**Page extract**
That’s why I will write honestly about sex, and try to put the intentions, sensations and movements into as clear terms as I can.

Leave a comment below — how do you feel about depicting sex in a book that's not solely concerned with sex?


  1. Since a never to be forgotten and abortive attempt to write a sex scene in one of my earlier novels(long confined to the trash) I have not tried it again. Replacing selective parts of both anatomies with "him" or "her" has never worked for me. I sometimes wonder if that is the reason most of my characters are either too young or too old for such things.

  2. Personally, I think calling a vagina by that name sounds very clinical when I read fiction, but I rarely ever see it. Maybe that's the reason. On the other hand, I'm not at all a fan of calling it something ridiculous like "her portal of pleasure." Seriously? There are writers who have found a nice balance between the two and their books are considered 'steamy' romance, not erotica. But, again, that's a personal opinion I'm giving as a reader. As a writer, I hear this topic debated often. I think what it really comes down to is writers will use their own comfortable words and there will be a group of readers out there that like reading that style of sexy scene. Ultimately, that's what I fell back on as I wrote the scenes for my first paranormal romance this winter. And no, at no point do I call a vagina 'her honey'.

    1. I think that if you want to be taken seriously as a writer, and you really want to connect with your audience, you have to be honest. And that includes calling things by their proper names. The challenge is that, at least in English, there are many terms for the same thing: the clinical, formal term; the "dirty," often pejorative term; and a range of word in between.
      Words also carry a lot of baggage, and that baggage for each person is different. So that just makes the writer's challenge even steeper.
      "Portal of pleasure?" Geez, where did you read that? "Honey" isn't quite as bad, and I can imagine how you could use honey as a metaphor ... oh, now I have to stop thinking those thoughts. It's still Saturday morning!

**Required work**
Continue the discussion about depicting sex in fiction, beginning after its final sentence.

**Information provided**
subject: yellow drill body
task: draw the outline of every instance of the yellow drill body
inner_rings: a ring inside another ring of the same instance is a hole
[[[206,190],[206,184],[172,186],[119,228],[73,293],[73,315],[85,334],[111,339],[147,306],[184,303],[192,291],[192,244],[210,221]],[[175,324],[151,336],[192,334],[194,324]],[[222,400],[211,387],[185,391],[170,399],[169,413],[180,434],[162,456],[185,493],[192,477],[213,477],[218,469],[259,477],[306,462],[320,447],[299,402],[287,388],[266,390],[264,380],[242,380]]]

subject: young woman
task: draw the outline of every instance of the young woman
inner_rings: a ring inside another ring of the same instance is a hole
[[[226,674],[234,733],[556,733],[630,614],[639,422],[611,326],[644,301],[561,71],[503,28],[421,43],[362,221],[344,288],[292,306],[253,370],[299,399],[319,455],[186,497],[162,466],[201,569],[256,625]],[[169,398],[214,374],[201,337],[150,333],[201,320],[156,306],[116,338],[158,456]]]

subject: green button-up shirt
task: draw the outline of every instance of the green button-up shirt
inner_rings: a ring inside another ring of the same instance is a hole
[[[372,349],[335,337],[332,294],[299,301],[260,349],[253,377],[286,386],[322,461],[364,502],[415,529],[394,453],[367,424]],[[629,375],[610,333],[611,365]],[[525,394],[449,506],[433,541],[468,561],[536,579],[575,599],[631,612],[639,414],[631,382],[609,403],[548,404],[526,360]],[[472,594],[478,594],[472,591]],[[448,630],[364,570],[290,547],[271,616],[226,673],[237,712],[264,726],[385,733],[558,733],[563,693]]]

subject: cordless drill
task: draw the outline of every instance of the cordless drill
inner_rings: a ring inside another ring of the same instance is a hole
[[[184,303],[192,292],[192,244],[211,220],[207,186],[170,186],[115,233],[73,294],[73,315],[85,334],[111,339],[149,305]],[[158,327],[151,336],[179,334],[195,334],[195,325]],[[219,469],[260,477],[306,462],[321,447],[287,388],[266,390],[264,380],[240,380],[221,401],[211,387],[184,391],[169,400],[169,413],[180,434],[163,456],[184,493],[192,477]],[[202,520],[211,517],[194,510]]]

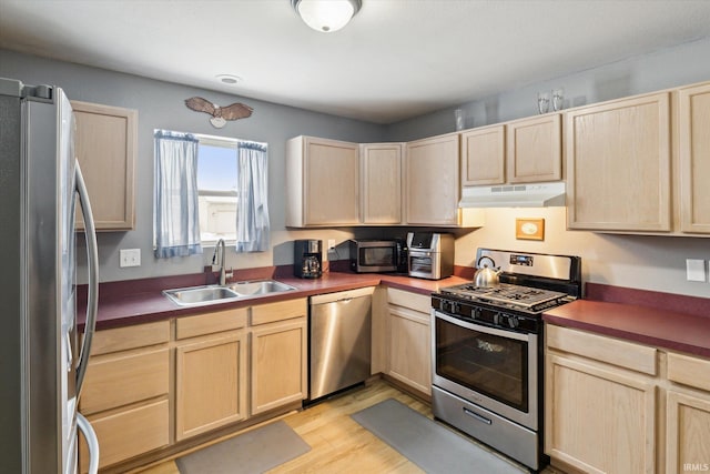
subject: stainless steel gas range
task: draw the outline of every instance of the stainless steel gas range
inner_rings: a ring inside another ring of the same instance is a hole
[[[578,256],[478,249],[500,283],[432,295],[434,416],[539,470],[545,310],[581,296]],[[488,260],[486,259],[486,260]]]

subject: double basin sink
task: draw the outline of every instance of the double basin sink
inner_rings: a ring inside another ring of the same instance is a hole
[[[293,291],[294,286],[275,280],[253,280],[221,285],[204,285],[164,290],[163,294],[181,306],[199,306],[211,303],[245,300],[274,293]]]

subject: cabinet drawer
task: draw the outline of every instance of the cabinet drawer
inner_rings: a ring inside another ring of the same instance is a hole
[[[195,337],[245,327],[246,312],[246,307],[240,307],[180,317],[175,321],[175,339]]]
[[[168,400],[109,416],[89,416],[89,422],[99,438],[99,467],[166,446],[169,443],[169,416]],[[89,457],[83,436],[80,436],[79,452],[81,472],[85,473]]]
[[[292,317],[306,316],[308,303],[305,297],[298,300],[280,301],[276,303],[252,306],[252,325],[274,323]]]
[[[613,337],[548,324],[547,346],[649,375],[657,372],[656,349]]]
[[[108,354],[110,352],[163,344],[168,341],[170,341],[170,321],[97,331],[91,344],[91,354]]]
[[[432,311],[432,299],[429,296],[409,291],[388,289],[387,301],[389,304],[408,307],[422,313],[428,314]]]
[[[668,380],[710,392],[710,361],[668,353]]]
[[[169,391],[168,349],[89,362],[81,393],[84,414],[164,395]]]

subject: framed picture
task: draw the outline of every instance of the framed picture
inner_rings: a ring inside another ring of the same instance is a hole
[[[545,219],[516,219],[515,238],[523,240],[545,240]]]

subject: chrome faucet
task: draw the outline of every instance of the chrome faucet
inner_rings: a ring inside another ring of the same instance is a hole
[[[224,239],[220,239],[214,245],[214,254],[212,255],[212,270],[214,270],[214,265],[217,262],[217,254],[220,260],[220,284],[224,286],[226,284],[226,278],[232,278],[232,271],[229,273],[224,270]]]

...

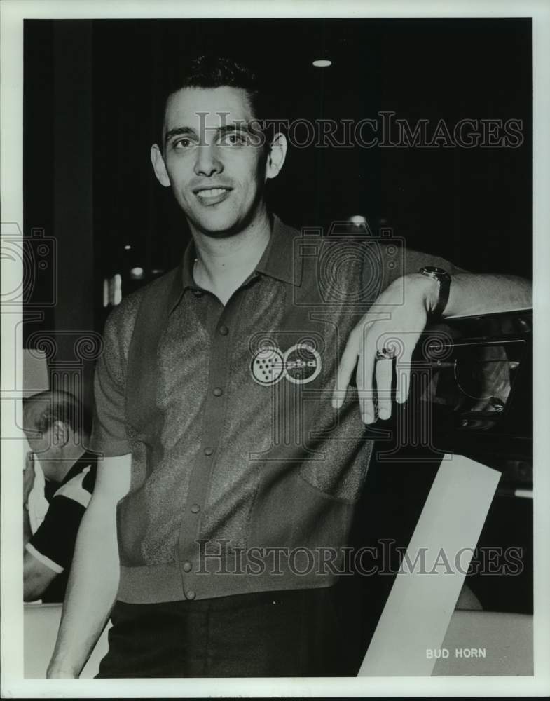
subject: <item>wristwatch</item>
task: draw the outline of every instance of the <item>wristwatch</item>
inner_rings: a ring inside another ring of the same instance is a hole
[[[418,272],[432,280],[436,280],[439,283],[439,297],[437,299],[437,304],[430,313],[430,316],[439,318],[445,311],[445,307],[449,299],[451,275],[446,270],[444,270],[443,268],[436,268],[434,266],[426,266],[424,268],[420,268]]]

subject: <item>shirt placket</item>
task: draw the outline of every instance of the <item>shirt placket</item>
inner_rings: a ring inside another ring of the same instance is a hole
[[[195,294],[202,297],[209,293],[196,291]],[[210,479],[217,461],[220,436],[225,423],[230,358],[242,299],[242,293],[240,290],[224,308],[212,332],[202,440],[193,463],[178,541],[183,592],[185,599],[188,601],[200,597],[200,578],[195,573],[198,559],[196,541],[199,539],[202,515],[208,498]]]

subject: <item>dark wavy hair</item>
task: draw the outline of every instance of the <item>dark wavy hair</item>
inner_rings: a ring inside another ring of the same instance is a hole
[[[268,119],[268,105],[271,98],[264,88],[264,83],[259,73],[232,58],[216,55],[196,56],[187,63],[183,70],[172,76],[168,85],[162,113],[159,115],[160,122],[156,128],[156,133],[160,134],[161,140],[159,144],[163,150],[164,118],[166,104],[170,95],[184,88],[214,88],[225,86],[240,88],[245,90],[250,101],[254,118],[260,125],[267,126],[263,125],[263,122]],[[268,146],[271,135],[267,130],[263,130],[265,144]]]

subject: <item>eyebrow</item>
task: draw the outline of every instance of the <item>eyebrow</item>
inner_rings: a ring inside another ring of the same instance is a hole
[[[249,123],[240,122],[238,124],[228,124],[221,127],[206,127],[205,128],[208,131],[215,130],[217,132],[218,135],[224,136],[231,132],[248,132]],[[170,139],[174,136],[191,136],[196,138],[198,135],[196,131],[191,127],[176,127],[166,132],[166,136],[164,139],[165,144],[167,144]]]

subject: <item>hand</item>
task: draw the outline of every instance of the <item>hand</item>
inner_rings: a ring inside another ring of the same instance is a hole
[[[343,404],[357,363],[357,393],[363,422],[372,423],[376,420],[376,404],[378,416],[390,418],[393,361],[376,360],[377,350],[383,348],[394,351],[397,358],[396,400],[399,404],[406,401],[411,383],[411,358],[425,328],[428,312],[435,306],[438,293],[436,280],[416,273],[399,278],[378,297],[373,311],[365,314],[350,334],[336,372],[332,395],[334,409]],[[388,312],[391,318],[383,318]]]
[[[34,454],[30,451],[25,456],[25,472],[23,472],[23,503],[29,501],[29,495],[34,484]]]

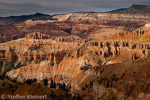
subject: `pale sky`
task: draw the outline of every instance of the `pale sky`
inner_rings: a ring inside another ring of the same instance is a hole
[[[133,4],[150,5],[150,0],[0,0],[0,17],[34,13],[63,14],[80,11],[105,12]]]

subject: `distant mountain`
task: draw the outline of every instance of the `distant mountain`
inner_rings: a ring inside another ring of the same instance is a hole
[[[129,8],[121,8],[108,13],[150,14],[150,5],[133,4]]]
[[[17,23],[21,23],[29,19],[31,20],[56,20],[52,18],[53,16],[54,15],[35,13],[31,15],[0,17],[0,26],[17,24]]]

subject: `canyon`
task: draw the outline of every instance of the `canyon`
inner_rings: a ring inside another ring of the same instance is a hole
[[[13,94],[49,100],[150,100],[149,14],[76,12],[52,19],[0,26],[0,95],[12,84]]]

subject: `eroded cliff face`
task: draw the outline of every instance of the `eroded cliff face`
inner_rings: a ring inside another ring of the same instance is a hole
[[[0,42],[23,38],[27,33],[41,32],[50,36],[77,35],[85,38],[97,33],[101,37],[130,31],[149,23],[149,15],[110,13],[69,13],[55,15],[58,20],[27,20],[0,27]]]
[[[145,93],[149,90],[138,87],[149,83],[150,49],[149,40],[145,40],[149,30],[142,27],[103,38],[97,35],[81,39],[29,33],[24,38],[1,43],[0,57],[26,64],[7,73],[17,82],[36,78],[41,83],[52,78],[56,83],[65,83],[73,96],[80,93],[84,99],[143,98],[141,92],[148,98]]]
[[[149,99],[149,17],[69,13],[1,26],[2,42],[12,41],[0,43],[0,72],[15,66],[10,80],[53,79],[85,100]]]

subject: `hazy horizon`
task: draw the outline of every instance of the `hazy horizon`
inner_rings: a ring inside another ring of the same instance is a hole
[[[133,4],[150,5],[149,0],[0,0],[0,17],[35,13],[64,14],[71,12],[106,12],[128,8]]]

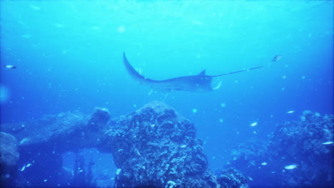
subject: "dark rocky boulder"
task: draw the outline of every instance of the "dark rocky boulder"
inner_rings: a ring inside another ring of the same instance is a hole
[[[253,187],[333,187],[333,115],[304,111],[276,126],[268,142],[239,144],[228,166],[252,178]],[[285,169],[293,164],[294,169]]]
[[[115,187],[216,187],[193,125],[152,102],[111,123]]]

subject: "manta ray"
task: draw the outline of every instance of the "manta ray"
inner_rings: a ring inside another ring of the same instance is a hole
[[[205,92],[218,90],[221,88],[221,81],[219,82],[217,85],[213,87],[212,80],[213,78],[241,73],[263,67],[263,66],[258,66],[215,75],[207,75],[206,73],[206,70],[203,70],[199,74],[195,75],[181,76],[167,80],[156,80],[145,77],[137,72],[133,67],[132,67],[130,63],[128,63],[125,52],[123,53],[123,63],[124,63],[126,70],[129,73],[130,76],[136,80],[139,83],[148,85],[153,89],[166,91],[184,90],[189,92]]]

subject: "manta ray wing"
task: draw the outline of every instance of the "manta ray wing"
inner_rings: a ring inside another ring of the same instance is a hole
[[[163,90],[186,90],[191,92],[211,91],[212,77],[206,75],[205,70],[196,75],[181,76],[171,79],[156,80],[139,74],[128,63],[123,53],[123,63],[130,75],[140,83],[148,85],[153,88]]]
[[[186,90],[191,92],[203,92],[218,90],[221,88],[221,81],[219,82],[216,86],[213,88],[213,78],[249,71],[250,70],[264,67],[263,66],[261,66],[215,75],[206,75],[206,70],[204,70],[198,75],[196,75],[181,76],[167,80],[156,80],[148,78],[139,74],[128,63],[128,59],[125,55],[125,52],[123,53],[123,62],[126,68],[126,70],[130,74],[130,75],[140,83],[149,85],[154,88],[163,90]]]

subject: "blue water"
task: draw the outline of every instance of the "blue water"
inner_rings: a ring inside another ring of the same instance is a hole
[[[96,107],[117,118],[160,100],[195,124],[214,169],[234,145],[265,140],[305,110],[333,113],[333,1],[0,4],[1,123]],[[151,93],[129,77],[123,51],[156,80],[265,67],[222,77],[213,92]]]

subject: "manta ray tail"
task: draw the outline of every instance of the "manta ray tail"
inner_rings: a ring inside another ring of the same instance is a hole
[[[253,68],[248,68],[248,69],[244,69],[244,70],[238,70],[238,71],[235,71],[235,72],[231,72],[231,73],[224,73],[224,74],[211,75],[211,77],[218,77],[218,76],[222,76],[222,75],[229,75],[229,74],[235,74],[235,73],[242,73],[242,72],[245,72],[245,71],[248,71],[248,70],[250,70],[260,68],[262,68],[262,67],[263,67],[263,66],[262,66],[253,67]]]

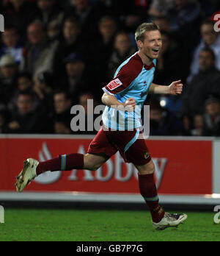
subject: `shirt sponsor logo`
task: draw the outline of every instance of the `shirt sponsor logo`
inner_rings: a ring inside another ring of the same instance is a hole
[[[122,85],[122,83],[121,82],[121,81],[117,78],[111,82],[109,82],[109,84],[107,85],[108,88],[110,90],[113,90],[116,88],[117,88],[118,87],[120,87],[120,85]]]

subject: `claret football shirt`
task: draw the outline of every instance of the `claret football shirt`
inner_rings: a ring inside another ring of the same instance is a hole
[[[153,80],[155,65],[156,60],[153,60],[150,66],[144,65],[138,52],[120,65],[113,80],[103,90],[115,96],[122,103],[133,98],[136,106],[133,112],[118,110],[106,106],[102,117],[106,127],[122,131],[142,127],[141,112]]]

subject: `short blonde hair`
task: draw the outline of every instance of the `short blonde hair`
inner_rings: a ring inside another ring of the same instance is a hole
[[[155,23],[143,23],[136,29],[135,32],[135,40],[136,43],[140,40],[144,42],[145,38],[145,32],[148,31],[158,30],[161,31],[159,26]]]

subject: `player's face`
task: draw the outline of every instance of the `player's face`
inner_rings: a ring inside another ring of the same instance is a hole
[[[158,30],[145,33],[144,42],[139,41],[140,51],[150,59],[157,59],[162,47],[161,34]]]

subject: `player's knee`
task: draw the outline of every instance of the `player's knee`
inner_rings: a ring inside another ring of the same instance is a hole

* * *

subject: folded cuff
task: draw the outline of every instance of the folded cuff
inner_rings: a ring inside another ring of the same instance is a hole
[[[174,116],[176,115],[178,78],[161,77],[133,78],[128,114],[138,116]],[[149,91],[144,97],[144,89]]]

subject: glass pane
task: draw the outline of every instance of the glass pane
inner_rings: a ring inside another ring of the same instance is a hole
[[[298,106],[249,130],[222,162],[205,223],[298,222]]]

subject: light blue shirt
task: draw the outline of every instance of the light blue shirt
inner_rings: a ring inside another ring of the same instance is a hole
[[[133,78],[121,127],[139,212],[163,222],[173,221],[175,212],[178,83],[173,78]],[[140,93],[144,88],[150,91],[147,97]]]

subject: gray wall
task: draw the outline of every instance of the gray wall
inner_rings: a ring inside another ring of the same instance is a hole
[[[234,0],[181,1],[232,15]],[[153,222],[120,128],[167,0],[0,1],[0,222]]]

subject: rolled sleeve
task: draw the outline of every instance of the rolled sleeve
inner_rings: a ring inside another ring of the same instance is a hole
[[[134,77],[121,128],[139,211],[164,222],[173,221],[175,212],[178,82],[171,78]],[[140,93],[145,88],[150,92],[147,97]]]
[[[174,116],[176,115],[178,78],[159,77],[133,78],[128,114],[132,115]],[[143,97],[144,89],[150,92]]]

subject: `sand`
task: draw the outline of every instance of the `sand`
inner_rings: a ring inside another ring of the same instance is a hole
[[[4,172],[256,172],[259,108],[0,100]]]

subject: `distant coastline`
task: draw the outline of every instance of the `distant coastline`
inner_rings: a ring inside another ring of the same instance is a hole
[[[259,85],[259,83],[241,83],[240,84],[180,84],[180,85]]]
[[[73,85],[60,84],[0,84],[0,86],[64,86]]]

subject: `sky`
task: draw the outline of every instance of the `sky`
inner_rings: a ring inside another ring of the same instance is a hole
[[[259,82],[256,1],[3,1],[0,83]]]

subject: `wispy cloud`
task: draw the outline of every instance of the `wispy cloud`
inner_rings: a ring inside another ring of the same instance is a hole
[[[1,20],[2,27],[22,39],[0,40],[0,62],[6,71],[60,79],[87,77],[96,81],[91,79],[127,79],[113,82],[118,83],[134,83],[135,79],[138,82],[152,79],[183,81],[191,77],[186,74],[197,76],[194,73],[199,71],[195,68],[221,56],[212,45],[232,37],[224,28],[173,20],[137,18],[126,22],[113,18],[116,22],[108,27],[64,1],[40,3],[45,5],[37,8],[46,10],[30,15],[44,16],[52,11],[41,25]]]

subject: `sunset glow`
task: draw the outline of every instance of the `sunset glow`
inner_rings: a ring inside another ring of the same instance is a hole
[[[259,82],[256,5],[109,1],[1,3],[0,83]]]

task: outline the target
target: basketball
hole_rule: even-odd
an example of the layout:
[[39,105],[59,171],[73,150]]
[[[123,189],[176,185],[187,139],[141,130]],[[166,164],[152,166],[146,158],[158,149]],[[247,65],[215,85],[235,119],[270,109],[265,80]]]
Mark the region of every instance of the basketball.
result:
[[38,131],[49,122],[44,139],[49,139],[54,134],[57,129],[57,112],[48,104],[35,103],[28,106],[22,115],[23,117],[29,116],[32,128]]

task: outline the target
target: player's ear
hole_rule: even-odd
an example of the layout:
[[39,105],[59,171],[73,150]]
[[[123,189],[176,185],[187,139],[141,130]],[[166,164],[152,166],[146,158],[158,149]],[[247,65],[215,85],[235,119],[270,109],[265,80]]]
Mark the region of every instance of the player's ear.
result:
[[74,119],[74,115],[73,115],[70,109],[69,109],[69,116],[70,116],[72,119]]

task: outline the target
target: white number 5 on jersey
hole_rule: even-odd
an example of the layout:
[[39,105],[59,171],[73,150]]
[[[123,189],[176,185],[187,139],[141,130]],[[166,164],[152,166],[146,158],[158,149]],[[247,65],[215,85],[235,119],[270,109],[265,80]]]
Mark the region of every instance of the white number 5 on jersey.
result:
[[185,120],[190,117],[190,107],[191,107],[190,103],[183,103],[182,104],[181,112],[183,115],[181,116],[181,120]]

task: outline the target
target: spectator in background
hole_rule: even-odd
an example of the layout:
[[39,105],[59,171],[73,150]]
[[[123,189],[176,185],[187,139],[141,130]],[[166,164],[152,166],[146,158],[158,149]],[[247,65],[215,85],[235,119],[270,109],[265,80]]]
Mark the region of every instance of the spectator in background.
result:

**Your response**
    2. LOL! I mean, now that I write adult, I spend time on the sites of bloggers that read romance. They have looong lists of things they've read that are ridiculous (like the two examples I gave you) and the things that bug them personally. It's quite an education!

  3. This is an interesting discussion. I wrestle with the idea that perhaps my sex scenes are too explicit in novels that are not primarily about sex/romance. But I too feel one has to convey clearly what characters are feeling and seeing, because the sensual experience plays into the emotional transformations these scenes create. And if the character is swept up in the moment, I want the reader to be there, too. It's always about balance - I strive for words that are not too timid and not too clinical. There's a romantic gloss to the language, but the actions are explicit. Whether I achieve that balance is something only the reader can say - and readers bring all kinds of biases to such scenes (but that's another discussion).

  4. On erotic romance: Sex is hard to write well. Period. My favorite part of any romantic love story is the sexual tension that proceeds the sex.

    And then there's lots of foreplay.

    Men writing commercial erotica would likely read more like Penthouse letters.

    I don't know about you, but after the couple has had sex ten or twelve times, I'm getting bored. From then on, it's the emotional aspects of the story that have to be intriguing enough to keep me turning pages––that, and a tantalizing hint of more disturbing kink to come.